-- WORK REQUIRED --
All records are to be retyped faithfully and completely.

-- TASK INPUTS --
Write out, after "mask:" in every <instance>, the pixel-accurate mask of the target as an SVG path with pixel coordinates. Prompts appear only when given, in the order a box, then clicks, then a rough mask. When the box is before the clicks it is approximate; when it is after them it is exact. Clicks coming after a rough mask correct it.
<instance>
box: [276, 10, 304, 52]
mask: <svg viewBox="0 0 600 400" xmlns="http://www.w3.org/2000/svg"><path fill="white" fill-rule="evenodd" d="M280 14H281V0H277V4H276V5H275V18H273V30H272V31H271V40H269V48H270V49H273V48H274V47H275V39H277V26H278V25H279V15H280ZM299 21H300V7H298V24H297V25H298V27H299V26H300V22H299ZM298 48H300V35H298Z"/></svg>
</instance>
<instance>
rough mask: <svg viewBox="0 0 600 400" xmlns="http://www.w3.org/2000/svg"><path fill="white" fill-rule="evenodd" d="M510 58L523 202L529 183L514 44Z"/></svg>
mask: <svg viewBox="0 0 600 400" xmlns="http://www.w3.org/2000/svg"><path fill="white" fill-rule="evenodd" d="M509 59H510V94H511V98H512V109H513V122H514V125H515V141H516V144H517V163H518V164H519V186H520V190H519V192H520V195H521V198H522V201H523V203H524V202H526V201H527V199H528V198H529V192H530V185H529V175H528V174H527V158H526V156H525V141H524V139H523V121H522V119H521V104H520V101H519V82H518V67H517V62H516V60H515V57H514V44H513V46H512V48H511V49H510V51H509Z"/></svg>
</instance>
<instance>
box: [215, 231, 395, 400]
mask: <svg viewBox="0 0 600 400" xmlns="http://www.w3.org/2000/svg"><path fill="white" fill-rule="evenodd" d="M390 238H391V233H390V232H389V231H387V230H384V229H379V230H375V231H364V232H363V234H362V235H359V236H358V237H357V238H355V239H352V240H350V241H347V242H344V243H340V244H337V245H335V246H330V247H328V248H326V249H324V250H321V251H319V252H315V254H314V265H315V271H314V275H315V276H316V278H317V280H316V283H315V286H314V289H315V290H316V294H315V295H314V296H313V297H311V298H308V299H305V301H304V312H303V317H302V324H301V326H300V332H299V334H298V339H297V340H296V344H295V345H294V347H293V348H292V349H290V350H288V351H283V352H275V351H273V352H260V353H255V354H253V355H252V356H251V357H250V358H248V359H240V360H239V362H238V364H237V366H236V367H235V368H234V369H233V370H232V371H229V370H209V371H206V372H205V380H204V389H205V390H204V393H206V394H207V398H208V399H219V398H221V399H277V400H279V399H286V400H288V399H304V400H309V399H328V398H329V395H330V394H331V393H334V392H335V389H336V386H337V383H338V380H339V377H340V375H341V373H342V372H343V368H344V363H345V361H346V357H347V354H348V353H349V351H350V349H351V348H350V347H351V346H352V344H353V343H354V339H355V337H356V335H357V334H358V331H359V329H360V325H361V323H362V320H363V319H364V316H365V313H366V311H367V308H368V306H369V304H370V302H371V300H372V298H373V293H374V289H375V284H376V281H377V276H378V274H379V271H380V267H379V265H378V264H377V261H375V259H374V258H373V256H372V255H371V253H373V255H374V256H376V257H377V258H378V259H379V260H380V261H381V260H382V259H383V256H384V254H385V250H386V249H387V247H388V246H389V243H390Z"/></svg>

-- RESULT --
Write out, after "mask:" in every <instance>, the pixel-accurate mask of the target as an SVG path with pixel coordinates. Prompts appear only when given, in the order a box, then clicks, then a rough mask. When the box is before the clicks it is approximate; when it is after them it is exact. Clicks coming after a rough mask correct it.
<instance>
box: [276, 10, 304, 52]
mask: <svg viewBox="0 0 600 400" xmlns="http://www.w3.org/2000/svg"><path fill="white" fill-rule="evenodd" d="M280 14H281V0H277V4H276V5H275V18H273V30H272V31H271V40H269V48H270V49H273V48H274V47H275V39H277V26H278V25H279V15H280ZM299 21H300V7H298V24H297V25H298V27H299V26H300V22H299ZM298 48H300V35H298Z"/></svg>
</instance>
<instance>
rough mask: <svg viewBox="0 0 600 400" xmlns="http://www.w3.org/2000/svg"><path fill="white" fill-rule="evenodd" d="M510 58L523 202L529 183L514 44Z"/></svg>
mask: <svg viewBox="0 0 600 400" xmlns="http://www.w3.org/2000/svg"><path fill="white" fill-rule="evenodd" d="M509 59H510V94H511V98H512V109H513V122H514V125H515V141H516V144H517V163H518V164H519V186H520V190H519V192H520V195H521V198H522V201H523V203H524V202H526V201H527V199H528V198H529V192H530V185H529V175H528V174H527V158H526V156H525V141H524V139H523V121H522V119H521V104H520V101H519V82H518V67H517V62H516V60H515V57H514V44H513V46H512V48H511V49H510V51H509Z"/></svg>
</instance>
<instance>
box: [215, 231, 395, 400]
mask: <svg viewBox="0 0 600 400" xmlns="http://www.w3.org/2000/svg"><path fill="white" fill-rule="evenodd" d="M390 238H391V233H390V232H389V231H387V230H384V229H379V230H375V231H364V232H363V234H362V235H359V236H358V237H357V238H355V239H352V240H350V241H347V242H344V243H340V244H337V245H335V246H330V247H328V248H326V249H324V250H321V251H319V252H315V254H314V265H315V271H314V275H315V276H316V278H317V280H316V283H315V286H314V289H315V290H316V294H315V295H314V296H313V297H311V298H308V299H305V301H304V312H303V317H302V324H301V326H300V332H299V334H298V339H297V340H296V344H295V345H294V347H293V348H292V349H290V350H288V351H283V352H275V351H273V352H260V353H255V354H253V355H252V356H251V357H250V358H248V359H240V360H239V362H238V364H237V366H236V367H235V368H234V369H233V370H232V371H229V370H209V371H206V372H205V380H204V389H205V390H204V393H206V394H207V398H208V399H219V398H221V399H277V400H279V399H286V400H288V399H304V400H309V399H328V398H329V395H330V394H331V393H334V392H335V389H336V386H337V383H338V380H339V377H340V375H341V373H342V372H343V368H344V363H345V361H346V357H347V354H348V353H349V351H350V349H351V348H350V347H351V346H352V344H353V343H354V339H355V337H356V335H357V334H358V331H359V329H360V325H361V323H362V320H363V319H364V316H365V313H366V311H367V308H368V306H369V304H370V302H371V300H372V298H373V293H374V289H375V284H376V281H377V276H378V274H379V271H380V267H379V265H378V264H377V261H375V259H374V258H373V256H372V255H371V253H373V255H374V256H376V257H377V258H378V259H379V260H380V261H381V260H382V259H383V256H384V254H385V250H386V249H387V247H388V246H389V243H390Z"/></svg>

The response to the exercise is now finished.